**Stated exercise:** Can you copy out each of the following items word for word, leaving out the pictures?

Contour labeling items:
★ ★ ★ ★ ★ ★ ★

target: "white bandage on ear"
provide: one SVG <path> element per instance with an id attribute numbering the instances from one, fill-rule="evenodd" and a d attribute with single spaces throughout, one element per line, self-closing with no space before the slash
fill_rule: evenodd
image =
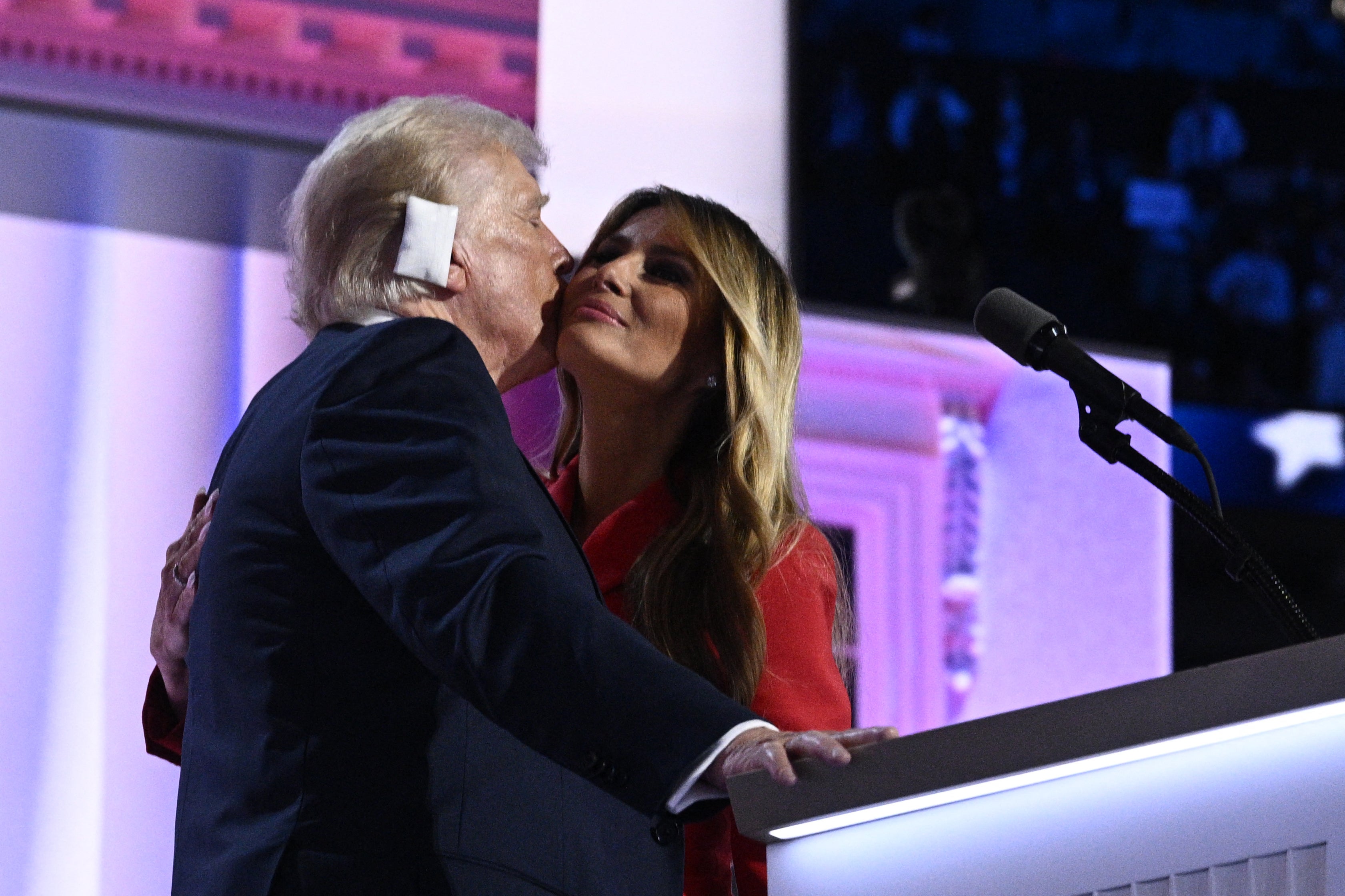
<path id="1" fill-rule="evenodd" d="M 406 227 L 397 253 L 394 274 L 448 286 L 448 265 L 453 261 L 453 232 L 457 206 L 441 206 L 420 196 L 406 197 Z"/>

★ ★ ★ ★ ★ ★ ★

**Final answer:**
target: "white bandage on ear"
provide: one SVG <path> element per instance with an id attribute numbering the instances from one, fill-rule="evenodd" and a d attribute with single spaces throughout, one element per line, self-closing with no space before the slash
fill_rule: evenodd
image =
<path id="1" fill-rule="evenodd" d="M 406 227 L 397 253 L 394 274 L 448 286 L 448 265 L 453 261 L 453 232 L 457 206 L 441 206 L 420 196 L 406 197 Z"/>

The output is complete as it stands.